Exercise requirements:
Rewrite the lines below as a numbered list, skipping any blank lines and leaving out the pictures.
*-*-*
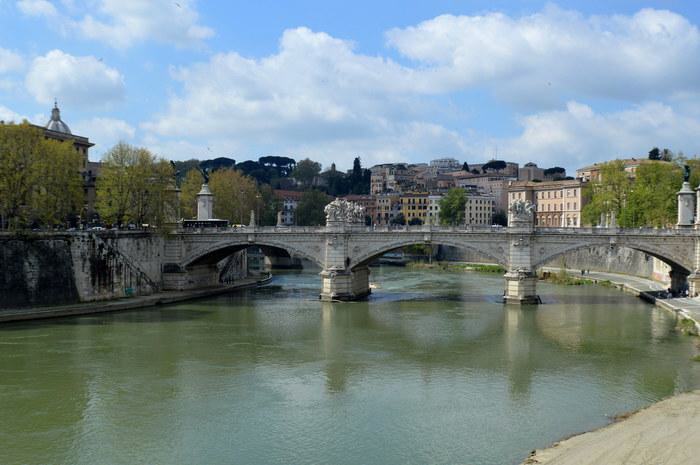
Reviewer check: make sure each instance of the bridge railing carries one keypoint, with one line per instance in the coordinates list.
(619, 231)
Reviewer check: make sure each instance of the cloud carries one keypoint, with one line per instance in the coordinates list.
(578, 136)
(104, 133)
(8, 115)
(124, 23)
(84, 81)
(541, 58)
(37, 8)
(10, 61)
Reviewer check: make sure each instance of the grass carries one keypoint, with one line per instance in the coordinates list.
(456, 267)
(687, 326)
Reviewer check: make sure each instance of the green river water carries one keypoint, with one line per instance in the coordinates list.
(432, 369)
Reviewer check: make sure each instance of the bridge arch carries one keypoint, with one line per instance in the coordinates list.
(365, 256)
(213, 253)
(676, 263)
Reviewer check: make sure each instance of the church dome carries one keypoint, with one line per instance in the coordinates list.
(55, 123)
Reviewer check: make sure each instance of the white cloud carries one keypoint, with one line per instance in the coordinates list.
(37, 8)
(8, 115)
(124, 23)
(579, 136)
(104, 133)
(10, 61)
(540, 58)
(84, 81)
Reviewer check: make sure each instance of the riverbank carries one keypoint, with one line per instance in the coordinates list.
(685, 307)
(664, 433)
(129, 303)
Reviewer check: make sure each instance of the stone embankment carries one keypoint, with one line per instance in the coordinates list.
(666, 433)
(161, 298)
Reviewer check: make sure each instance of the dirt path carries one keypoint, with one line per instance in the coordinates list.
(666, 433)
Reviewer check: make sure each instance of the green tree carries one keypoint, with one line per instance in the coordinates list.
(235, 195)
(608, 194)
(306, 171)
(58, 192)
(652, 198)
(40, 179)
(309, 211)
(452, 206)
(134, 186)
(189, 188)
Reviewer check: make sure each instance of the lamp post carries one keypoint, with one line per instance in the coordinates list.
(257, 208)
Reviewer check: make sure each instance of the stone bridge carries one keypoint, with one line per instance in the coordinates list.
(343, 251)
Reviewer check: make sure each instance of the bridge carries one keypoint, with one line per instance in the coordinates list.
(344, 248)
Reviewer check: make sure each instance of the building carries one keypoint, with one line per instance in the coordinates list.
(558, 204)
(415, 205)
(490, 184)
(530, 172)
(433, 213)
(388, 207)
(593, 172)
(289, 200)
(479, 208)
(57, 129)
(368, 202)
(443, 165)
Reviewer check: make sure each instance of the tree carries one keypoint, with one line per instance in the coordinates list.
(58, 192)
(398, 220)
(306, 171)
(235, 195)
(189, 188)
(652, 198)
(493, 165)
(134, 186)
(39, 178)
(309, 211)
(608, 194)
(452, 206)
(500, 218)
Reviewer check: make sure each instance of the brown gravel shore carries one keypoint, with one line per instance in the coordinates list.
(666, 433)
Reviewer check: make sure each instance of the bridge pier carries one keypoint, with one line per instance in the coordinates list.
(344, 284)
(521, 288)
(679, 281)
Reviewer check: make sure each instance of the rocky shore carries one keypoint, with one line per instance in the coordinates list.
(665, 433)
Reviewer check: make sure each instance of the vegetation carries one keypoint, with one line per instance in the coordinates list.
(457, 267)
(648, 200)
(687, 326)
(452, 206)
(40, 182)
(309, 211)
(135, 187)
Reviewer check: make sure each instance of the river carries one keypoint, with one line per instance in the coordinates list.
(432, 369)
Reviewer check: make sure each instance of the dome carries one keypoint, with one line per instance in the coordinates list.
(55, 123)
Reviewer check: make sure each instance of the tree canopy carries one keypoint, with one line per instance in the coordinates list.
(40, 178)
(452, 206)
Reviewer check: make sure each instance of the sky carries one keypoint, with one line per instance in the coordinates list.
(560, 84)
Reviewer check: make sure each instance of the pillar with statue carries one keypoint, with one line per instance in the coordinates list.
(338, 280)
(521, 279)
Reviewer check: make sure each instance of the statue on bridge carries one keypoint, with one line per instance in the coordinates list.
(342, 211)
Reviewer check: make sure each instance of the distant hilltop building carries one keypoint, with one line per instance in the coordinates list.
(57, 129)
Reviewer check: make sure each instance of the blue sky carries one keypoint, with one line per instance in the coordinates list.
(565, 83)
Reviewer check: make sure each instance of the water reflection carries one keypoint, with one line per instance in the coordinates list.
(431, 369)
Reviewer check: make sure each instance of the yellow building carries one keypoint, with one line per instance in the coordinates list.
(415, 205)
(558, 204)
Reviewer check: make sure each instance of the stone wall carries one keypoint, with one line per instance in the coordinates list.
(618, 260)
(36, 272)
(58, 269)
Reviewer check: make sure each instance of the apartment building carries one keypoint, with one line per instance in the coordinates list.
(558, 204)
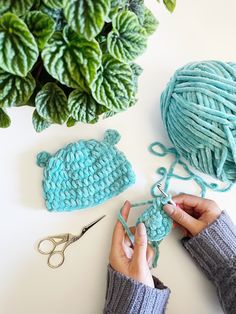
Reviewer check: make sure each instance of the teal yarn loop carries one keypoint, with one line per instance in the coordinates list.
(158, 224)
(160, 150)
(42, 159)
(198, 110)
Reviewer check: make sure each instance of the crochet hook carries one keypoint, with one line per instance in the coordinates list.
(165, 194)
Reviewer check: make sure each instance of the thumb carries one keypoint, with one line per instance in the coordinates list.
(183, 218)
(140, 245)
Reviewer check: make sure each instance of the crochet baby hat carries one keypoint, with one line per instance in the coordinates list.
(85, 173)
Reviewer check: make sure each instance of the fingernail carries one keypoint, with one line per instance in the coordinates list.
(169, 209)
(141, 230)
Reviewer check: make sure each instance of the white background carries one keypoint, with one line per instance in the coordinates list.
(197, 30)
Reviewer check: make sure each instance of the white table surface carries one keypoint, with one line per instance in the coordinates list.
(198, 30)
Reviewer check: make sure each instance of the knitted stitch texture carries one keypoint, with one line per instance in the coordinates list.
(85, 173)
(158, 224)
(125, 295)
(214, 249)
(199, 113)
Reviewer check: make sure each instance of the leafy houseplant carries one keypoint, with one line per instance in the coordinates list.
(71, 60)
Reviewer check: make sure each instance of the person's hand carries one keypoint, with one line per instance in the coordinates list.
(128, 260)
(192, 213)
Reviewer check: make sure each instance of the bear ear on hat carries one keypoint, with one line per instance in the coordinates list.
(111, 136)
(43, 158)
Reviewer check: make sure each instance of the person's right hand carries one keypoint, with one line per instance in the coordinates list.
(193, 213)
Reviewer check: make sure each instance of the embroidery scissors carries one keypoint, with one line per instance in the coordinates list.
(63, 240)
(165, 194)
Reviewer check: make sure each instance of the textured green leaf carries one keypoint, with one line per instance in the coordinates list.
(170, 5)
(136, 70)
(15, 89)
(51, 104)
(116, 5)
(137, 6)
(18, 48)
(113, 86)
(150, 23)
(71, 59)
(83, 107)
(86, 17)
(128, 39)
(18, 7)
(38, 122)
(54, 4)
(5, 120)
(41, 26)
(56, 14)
*-*-*
Reply:
1. Reviewer check: make sure each instance of the bridge railing carries one keypoint, with one line per instance in the coordinates list.
2. (619, 231)
3. Reviewer check: make sure each instance of the cloud carries one keypoint, with one line per instance in the coordinates list.
4. (578, 136)
5. (104, 133)
6. (8, 115)
7. (124, 23)
8. (84, 81)
9. (541, 58)
10. (37, 8)
11. (10, 61)
12. Reviewer check: make sure each instance of the grass carries one keypoint, with one line per instance in the coordinates list.
13. (456, 267)
14. (687, 326)
15. Reviewer check: make sure each instance of the green river water carries one keypoint, with one line per instance in the coordinates list.
16. (432, 369)
17. Reviewer check: make sure each instance of the bridge arch carries one keypoint, with one line per instance in the coordinates list.
18. (365, 256)
19. (213, 253)
20. (676, 263)
21. Reviewer check: make sure each instance of the church dome carries one keypoint, with one line per instance in the coordinates list.
22. (55, 123)
23. Reviewer check: make sure each instance of the white cloud carries one keypoint, with one line per instance in the coordinates list.
24. (37, 8)
25. (8, 115)
26. (124, 23)
27. (579, 136)
28. (104, 133)
29. (10, 61)
30. (540, 58)
31. (84, 81)
32. Reviewer check: make sure each instance of the riverbank carries one keypoint, with one line per instance in the coordinates list.
33. (685, 307)
34. (664, 433)
35. (129, 303)
36. Reviewer check: make sure each instance of the stone embankment carries one keypoint, with one line per instance in the coordinates list.
37. (666, 433)
38. (161, 298)
39. Reviewer check: make sure each instance of the dirt path carries one keypoint, with one line per instance in the coordinates list.
40. (666, 433)
41. Reviewer check: make sure each instance of the green tree carries one keypoint, with one line per instance in the coordinates list.
42. (235, 195)
43. (608, 194)
44. (306, 171)
45. (58, 192)
46. (652, 198)
47. (40, 179)
48. (309, 211)
49. (452, 206)
50. (134, 186)
51. (189, 188)
52. Reviewer check: make sure each instance of the lamp post carries one keypoint, with one line per instance in the coordinates list.
53. (257, 208)
54. Reviewer check: make sure each instance of the stone bridge carries one keypoint, with one line per instance in the coordinates list.
55. (343, 251)
56. Reviewer check: make sure each instance of the bridge carries one keypoint, with one line per instance in the coordinates list.
57. (344, 248)
58. Reviewer check: make sure each instance of the building carries one keypoint, with one line per instance in the coordinates list.
59. (558, 204)
60. (415, 205)
61. (490, 184)
62. (530, 172)
63. (433, 213)
64. (388, 207)
65. (593, 172)
66. (289, 200)
67. (479, 208)
68. (57, 129)
69. (368, 202)
70. (443, 165)
71. Reviewer check: make sure each instance of the tree carries one keypoint, with one line per instance in the coordinates list.
72. (58, 192)
73. (398, 220)
74. (306, 171)
75. (235, 195)
76. (189, 188)
77. (652, 198)
78. (493, 165)
79. (134, 186)
80. (39, 178)
81. (309, 211)
82. (608, 194)
83. (452, 206)
84. (500, 218)
85. Reviewer check: make sure each instance of the brown gravel shore carries one keypoint, with one line per instance in the coordinates list.
86. (666, 433)
87. Reviewer check: make sure each instance of the bridge pier carries one keypoint, with one line per instance in the coordinates list.
88. (344, 284)
89. (521, 288)
90. (679, 281)
91. Reviewer check: make sure each instance of the rocky shore carries one keypoint, with one line per instance in the coordinates list.
92. (665, 433)
93. Reviewer check: make sure each instance of the vegetation carries one keypoint, with one line per instance in the coordinates list.
94. (457, 267)
95. (648, 200)
96. (687, 326)
97. (452, 206)
98. (40, 182)
99. (309, 211)
100. (135, 187)
101. Reviewer check: make sure each instance of the river carries one keypoint, with one line per instance in the coordinates list.
102. (432, 369)
103. Reviewer check: make sure each instance of the dome carries one keypoint, with one line per instance in the coordinates list.
104. (55, 123)
105. Reviewer check: make sure each instance of the tree canopy carries one keypoint, with one line per instance in the coordinates list.
106. (40, 178)
107. (452, 206)
108. Reviewer check: make sure each instance of the sky carries one keypoint, with one line per instance in the coordinates list.
109. (560, 84)
110. Reviewer check: make sure each instance of the pillar with statue carries one keypoint, with one line per instance in the coordinates list.
111. (338, 280)
112. (521, 279)
113. Reviewer check: make sure each instance of the statue on bridge carries one keypoint, with one line per instance in the coordinates list.
114. (342, 211)
115. Reviewer check: make sure each instance of the distant hilltop building carries one keypoint, with one line per instance in the coordinates list.
116. (57, 129)
117. Reviewer check: make sure each instance of the blue sky carries one keypoint, with one line per instance in the coordinates list.
118. (565, 83)
119. Reviewer check: make sure each instance of the water reflection carries one keypoint, with one line per instance in the coordinates list.
120. (431, 369)
121. Reviewer check: make sure each instance of the yellow building carries one keypoint, with one line per instance in the coordinates list.
122. (415, 205)
123. (558, 204)
124. Reviewer check: make sure each instance of the stone wall carries one keypoint, with one line per instance in the coordinates list.
125. (618, 260)
126. (36, 272)
127. (58, 269)
128. Reviewer check: make sure each instance of the apartment building carries one keypoint, with one line per instance in the coordinates list.
129. (558, 204)
130. Reviewer check: make sure each instance of the teal yarn loop carries one keypoint, with one line per instance in the coordinates list.
131. (158, 224)
132. (160, 150)
133. (42, 159)
134. (198, 110)
135. Reviewer check: make sure each instance of the crochet hook carries one keypoint, with one line per instance in the coordinates list.
136. (165, 194)
137. Reviewer check: make sure each instance of the thumb carries one keypoint, with one line per instance in the coordinates list.
138. (183, 218)
139. (140, 245)
140. Reviewer check: make sure each instance of the crochet baby hat carries one keypoint, with one line per instance in the coordinates list.
141. (85, 173)
142. Reviewer check: make sure each instance of the fingernail carries one keypoint, with one line per instance in the coordinates list.
143. (169, 209)
144. (141, 230)
145. Reviewer check: make sure each instance of the white background carries one keypoint, with one line per instance in the coordinates list.
146. (197, 30)
147. Reviewer check: make sure each instance of the white table surface carries one keypoint, with one line per instance in the coordinates list.
148. (198, 30)
149. Reviewer check: make sure each instance of the knitted stitch texture carries one keypoint, with one line per instance in the coordinates list.
150. (85, 173)
151. (158, 224)
152. (125, 295)
153. (214, 249)
154. (199, 113)
155. Reviewer check: make sure each instance of the leafy houseplant carries one keypoint, with one line per instance in the coordinates list.
156. (71, 60)
157. Reviewer check: make sure each instance of the person's hand carries one keypoint, with one line per instance in the coordinates list.
158. (128, 260)
159. (192, 213)
160. Reviewer check: make sure each instance of the bear ear on hat carries one keypoint, with one line per instance in the coordinates list.
161. (111, 136)
162. (43, 158)
163. Reviewer check: make sure each instance of the person's right hand carries one keypoint, with one line per instance in the coordinates list.
164. (193, 213)
165. Reviewer check: make sure each instance of the embroidery scissors carries one keypoint, with one line per instance in the coordinates list.
166. (63, 240)
167. (165, 194)
168. Reviewer check: make sure each instance of the textured green leaf carries one keypoint, with one line per instance in the coordinates list.
169. (170, 5)
170. (136, 70)
171. (15, 89)
172. (51, 104)
173. (116, 5)
174. (137, 6)
175. (18, 48)
176. (113, 86)
177. (150, 23)
178. (71, 59)
179. (83, 107)
180. (86, 17)
181. (128, 39)
182. (18, 7)
183. (38, 122)
184. (54, 4)
185. (5, 120)
186. (41, 26)
187. (56, 14)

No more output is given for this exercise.